Direction
Could you return, word for word, the records from their first line through the line that contains "138], [52, 159]]", with both ends included and the pictures omitted?

-- start of Listed records --

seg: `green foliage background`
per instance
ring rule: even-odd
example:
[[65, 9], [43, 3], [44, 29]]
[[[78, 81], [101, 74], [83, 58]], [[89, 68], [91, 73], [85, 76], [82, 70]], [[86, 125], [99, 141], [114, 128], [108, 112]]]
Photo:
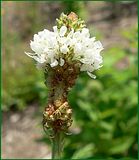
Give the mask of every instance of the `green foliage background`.
[[[43, 29], [45, 20], [44, 17], [40, 20], [40, 15], [36, 14], [37, 7], [41, 6], [39, 2], [28, 6], [26, 2], [23, 4], [27, 14], [25, 21], [21, 21], [21, 30], [6, 31], [9, 26], [3, 19], [3, 112], [13, 107], [24, 110], [34, 102], [41, 106], [42, 111], [47, 99], [43, 73], [23, 53], [29, 50], [32, 35]], [[86, 19], [84, 5], [83, 2], [76, 2], [76, 7], [75, 2], [60, 3], [66, 12], [76, 11]], [[51, 27], [49, 24], [46, 26]], [[119, 42], [105, 48], [104, 64], [96, 72], [97, 79], [92, 80], [82, 73], [69, 94], [75, 130], [67, 137], [65, 158], [137, 158], [137, 26], [123, 29], [119, 35], [130, 45], [123, 47]], [[101, 31], [96, 36], [103, 38]]]

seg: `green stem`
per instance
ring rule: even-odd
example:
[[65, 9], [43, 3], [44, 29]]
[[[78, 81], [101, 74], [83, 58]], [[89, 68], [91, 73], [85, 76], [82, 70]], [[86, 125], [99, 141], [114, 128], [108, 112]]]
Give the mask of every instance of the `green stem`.
[[61, 159], [63, 150], [63, 135], [61, 132], [55, 132], [52, 138], [52, 159]]

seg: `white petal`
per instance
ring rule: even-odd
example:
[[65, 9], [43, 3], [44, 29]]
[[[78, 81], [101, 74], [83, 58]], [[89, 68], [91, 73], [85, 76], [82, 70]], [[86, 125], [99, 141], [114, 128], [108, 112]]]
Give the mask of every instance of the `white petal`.
[[66, 53], [69, 51], [69, 49], [68, 49], [68, 47], [67, 47], [66, 45], [63, 45], [63, 46], [60, 48], [60, 51], [61, 51], [62, 53], [64, 53], [64, 54], [66, 54]]
[[96, 79], [96, 76], [95, 76], [94, 74], [92, 74], [91, 72], [88, 72], [88, 71], [87, 71], [87, 74], [88, 74], [91, 78]]
[[82, 29], [82, 34], [83, 34], [85, 37], [90, 37], [89, 29], [83, 28], [83, 29]]
[[50, 64], [51, 67], [55, 67], [57, 65], [58, 65], [58, 61], [57, 60], [54, 60], [54, 62]]
[[60, 34], [60, 36], [64, 36], [66, 32], [67, 32], [67, 27], [66, 26], [62, 26], [60, 28], [59, 34]]
[[94, 46], [97, 48], [97, 49], [103, 49], [103, 46], [102, 46], [102, 43], [100, 41], [96, 41], [94, 42]]
[[29, 53], [29, 52], [25, 52], [25, 54], [31, 58], [36, 55], [36, 53]]
[[76, 43], [74, 47], [74, 52], [75, 53], [80, 53], [82, 51], [82, 46], [80, 43]]
[[63, 66], [64, 65], [64, 63], [65, 63], [65, 60], [63, 59], [63, 58], [60, 58], [60, 66]]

-- end of Listed records --

Expected answer
seg: `green foliage background`
per instance
ring rule: even-odd
example:
[[65, 9], [43, 3], [44, 29]]
[[[78, 81], [101, 74], [83, 58]], [[89, 68], [91, 73], [85, 76], [82, 70]], [[86, 125], [99, 141], [114, 128], [108, 112]]]
Photo:
Give the mask of every instance of the `green foliage background`.
[[[43, 29], [45, 20], [44, 17], [40, 20], [40, 15], [36, 14], [37, 7], [41, 6], [39, 2], [28, 6], [26, 2], [23, 4], [27, 14], [25, 21], [21, 21], [21, 30], [6, 31], [9, 26], [3, 19], [3, 112], [13, 107], [24, 110], [34, 102], [41, 106], [42, 111], [47, 99], [43, 73], [23, 53], [29, 50], [32, 35]], [[86, 19], [84, 5], [83, 2], [76, 2], [76, 7], [75, 2], [60, 3], [66, 12], [76, 11]], [[51, 27], [49, 24], [46, 26]], [[119, 42], [105, 48], [104, 64], [96, 72], [97, 79], [92, 80], [82, 73], [69, 94], [75, 130], [67, 137], [65, 158], [137, 158], [137, 26], [123, 29], [119, 35], [130, 45], [123, 47]], [[101, 31], [96, 36], [103, 38]]]

seg: `green stem`
per instance
ring rule: even-odd
example:
[[65, 9], [43, 3], [44, 29]]
[[[78, 81], [101, 74], [83, 58]], [[89, 68], [91, 73], [85, 76], [82, 70]], [[86, 125], [99, 141], [114, 128], [108, 112]]]
Give the mask of every instance of the `green stem`.
[[61, 159], [63, 150], [63, 135], [61, 132], [55, 132], [52, 138], [52, 159]]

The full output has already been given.